### DIRECTION:
Take the line that contains "Phrase -- fallen leaf on grass" and each line after it in the material below, and transcribe them exactly, stopping at the end.

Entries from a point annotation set
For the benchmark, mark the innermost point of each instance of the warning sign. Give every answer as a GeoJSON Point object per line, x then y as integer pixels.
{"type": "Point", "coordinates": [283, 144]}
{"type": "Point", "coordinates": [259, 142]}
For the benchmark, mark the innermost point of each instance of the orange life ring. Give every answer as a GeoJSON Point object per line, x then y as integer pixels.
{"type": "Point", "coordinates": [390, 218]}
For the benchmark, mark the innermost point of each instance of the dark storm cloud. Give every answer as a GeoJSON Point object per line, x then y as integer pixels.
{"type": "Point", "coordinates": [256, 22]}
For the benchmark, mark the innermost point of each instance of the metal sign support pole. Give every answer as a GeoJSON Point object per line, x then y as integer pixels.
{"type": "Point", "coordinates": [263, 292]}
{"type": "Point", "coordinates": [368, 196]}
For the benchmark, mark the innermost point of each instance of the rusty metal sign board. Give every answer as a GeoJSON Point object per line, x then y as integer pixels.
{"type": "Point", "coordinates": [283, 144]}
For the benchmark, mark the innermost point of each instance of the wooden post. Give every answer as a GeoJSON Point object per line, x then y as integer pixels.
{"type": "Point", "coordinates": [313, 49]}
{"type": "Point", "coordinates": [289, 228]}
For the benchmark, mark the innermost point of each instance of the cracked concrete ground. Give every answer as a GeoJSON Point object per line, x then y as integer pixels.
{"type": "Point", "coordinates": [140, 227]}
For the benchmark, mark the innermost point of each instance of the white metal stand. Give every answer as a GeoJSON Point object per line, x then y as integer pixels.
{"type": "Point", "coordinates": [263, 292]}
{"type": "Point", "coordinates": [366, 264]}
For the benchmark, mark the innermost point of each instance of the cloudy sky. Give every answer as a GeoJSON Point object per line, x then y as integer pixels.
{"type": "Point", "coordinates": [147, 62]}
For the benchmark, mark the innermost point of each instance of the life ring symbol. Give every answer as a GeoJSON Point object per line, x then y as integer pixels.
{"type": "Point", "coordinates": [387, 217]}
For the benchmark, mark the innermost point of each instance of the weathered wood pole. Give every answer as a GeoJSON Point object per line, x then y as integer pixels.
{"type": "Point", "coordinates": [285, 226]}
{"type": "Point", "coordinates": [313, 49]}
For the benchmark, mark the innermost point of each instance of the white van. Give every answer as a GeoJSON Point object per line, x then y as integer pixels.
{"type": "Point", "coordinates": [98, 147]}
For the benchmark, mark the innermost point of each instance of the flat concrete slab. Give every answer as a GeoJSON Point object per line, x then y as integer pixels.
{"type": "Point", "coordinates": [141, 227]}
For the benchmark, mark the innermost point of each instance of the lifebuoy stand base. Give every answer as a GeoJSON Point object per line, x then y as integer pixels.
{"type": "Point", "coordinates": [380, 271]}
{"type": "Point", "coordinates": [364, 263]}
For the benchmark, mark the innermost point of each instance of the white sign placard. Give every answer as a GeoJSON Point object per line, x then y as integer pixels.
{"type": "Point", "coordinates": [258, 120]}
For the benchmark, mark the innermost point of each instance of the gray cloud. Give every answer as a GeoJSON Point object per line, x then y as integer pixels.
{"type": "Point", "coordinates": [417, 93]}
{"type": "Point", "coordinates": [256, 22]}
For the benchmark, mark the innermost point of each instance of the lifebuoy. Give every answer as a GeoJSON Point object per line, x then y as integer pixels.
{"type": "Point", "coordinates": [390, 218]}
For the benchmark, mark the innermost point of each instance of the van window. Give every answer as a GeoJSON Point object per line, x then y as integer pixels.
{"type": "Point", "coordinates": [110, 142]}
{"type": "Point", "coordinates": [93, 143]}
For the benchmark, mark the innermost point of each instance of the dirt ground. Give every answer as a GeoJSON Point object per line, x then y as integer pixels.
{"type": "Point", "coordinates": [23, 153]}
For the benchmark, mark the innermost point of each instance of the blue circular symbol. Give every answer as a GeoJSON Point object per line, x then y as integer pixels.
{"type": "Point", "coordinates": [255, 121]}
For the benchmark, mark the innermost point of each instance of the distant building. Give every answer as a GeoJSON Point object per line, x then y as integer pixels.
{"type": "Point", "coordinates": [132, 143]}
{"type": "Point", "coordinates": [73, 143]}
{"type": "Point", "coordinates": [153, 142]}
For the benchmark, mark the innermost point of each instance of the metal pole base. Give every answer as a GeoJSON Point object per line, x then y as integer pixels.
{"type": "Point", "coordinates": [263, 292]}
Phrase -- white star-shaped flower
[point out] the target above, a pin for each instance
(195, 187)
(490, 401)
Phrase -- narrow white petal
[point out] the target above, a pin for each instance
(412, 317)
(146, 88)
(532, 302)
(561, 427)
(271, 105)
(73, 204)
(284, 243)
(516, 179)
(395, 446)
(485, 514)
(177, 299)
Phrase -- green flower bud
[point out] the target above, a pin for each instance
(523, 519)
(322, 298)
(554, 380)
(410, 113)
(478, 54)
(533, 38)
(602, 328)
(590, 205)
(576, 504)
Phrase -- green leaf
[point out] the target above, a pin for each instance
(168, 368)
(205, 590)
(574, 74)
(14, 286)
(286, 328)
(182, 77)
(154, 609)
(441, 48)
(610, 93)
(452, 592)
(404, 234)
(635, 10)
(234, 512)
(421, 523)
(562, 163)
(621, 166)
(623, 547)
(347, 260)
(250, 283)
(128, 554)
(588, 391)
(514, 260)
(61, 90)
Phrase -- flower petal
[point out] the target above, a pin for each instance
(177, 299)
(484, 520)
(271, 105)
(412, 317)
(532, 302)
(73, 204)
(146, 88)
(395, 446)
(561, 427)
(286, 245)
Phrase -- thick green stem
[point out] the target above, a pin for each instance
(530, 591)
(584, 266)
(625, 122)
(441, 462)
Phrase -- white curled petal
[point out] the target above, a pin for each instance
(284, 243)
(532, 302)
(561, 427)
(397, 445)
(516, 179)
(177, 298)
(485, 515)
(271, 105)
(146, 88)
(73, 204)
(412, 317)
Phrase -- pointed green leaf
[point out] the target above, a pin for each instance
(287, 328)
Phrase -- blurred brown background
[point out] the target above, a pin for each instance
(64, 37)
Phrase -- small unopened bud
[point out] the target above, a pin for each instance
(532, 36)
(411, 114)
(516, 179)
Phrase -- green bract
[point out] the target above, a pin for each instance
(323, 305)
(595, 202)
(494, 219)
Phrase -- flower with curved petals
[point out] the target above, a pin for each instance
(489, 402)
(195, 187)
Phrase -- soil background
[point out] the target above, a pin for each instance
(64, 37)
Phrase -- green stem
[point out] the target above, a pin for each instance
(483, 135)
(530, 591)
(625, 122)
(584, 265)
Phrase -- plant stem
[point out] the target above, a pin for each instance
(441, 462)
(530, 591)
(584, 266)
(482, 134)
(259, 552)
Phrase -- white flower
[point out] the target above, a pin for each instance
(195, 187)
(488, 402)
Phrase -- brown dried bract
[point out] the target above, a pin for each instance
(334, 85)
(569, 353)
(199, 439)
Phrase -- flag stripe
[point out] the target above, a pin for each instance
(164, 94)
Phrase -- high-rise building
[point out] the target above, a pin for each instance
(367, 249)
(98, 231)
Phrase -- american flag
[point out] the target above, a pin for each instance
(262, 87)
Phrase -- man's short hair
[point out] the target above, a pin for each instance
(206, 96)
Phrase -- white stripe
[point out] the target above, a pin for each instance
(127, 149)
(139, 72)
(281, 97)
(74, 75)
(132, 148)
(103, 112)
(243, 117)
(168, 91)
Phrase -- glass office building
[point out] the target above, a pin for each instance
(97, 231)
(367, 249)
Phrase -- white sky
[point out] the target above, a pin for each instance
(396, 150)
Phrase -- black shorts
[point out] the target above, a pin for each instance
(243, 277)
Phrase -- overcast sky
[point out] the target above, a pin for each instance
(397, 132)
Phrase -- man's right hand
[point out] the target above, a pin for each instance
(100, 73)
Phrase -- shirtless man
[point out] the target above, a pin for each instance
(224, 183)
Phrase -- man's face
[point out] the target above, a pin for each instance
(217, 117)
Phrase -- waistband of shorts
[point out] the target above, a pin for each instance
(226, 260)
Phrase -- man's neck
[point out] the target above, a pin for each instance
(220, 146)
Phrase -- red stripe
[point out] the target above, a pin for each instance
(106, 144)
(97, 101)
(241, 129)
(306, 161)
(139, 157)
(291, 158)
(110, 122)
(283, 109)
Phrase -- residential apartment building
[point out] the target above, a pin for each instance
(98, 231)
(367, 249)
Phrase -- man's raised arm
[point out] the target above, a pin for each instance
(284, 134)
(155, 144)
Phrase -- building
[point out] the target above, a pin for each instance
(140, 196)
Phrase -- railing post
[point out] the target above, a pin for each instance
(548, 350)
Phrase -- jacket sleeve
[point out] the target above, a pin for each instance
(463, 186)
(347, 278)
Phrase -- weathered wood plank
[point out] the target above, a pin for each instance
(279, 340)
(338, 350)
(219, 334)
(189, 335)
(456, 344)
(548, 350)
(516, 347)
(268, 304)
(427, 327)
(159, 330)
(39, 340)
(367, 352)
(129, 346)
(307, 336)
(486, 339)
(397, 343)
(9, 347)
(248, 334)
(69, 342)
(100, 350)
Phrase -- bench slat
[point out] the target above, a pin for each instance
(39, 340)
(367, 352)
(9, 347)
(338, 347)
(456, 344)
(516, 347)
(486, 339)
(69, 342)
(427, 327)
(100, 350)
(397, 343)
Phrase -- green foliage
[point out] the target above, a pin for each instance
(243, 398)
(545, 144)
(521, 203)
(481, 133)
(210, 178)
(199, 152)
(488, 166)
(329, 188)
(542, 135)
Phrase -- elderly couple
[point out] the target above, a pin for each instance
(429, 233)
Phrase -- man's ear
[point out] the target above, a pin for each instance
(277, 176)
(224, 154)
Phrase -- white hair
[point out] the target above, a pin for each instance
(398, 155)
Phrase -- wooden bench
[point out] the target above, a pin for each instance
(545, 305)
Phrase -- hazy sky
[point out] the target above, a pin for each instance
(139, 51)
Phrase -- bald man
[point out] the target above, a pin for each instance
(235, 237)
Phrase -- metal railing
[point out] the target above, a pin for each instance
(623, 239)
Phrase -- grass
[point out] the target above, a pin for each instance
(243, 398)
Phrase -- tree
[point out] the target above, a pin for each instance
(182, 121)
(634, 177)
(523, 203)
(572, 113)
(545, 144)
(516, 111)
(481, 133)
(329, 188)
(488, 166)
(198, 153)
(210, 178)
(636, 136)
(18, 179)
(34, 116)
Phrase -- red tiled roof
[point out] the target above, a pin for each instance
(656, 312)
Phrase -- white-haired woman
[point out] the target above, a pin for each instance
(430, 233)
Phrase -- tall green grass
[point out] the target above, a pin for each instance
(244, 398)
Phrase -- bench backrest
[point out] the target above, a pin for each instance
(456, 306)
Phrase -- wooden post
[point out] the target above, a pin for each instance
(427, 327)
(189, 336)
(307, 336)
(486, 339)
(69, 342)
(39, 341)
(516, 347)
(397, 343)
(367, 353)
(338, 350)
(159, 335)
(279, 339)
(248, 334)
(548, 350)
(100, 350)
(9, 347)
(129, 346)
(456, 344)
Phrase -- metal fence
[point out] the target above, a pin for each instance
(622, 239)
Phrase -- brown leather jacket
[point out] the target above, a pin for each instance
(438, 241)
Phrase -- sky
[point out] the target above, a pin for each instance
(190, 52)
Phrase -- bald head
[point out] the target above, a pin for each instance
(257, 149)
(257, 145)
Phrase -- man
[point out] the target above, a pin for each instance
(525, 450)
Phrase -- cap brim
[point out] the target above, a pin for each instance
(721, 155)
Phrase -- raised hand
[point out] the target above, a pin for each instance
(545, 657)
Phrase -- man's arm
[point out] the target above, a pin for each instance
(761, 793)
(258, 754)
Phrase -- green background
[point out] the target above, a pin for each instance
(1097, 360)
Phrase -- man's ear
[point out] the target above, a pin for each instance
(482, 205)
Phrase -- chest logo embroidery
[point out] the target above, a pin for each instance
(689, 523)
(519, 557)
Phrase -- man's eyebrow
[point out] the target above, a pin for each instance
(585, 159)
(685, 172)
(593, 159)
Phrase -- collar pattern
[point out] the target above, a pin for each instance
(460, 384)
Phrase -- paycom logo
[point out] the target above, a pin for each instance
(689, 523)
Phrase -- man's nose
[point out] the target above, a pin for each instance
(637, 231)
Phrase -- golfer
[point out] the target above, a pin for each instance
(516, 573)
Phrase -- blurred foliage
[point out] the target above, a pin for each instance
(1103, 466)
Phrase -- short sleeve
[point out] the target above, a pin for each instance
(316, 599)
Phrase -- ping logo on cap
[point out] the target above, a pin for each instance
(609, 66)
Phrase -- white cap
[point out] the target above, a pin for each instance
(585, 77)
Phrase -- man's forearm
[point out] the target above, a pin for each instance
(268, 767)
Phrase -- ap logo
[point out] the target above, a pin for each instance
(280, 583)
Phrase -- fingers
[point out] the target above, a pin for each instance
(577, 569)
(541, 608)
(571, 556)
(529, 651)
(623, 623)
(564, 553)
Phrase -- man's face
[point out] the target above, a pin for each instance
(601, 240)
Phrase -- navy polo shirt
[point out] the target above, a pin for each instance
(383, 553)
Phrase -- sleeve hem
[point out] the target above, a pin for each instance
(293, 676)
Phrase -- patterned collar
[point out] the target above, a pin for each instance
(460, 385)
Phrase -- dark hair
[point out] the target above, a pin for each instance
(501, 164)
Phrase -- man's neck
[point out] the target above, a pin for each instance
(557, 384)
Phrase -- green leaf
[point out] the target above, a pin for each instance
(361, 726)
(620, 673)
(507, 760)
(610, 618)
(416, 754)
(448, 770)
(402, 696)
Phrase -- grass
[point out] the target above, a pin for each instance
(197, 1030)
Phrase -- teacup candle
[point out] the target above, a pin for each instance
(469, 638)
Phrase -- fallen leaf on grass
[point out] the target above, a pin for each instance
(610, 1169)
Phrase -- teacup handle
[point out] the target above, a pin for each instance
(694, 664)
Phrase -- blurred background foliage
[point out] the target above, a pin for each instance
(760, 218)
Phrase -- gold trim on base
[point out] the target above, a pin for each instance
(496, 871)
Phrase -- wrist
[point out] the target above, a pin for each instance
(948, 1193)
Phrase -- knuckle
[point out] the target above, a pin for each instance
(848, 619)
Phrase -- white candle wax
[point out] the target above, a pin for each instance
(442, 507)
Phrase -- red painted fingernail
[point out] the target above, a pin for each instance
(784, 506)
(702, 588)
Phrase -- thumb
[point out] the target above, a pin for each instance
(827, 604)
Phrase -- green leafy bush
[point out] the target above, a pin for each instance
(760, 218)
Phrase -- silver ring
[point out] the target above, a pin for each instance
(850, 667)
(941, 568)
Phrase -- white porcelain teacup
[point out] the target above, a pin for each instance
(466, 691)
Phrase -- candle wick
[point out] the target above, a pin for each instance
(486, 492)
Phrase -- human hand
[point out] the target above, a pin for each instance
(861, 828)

### RESPONSE TO THE EXERCISE:
Phrase -- fallen leaf on grass
[point out] the target above, a pin for each instance
(610, 1169)
Phrase -- teacup handle
[point out] the target above, a pin for each instance
(694, 664)
Phrase -- blurred background foliage
[point out] the target above, a pin for each instance
(760, 218)
Phrase -- gold trim on base
[point out] the target above, a pin for each instance
(496, 871)
Phrase -- wrist
[point out] the target above, a pin for each instance
(948, 1193)
Phrase -- knuckle
[point out] the target above, a pin for each instance
(848, 619)
Phrase -- white candle wax
[point out] the target above, a pin for each instance
(442, 507)
Phrase -- red painted fingernail
[point out] the target above, a pin for each instance
(784, 506)
(702, 588)
Phrase -- thumb
[point out] the target above, a pin for each instance
(827, 604)
Phrase -- green leafy bush
[point out] the target above, a pin for each instance
(760, 218)
Phrase -- silver ring
[point out] the target above, a pin for each instance
(850, 667)
(941, 568)
Phrase -- white porcelain teacup
[point out] the target above, a pin for each instance
(466, 691)
Phrase -- candle wick
[point out] the target above, a pin for each instance
(486, 492)
Phrase -- human hand
[point out] the target above, a pin for each instance
(861, 828)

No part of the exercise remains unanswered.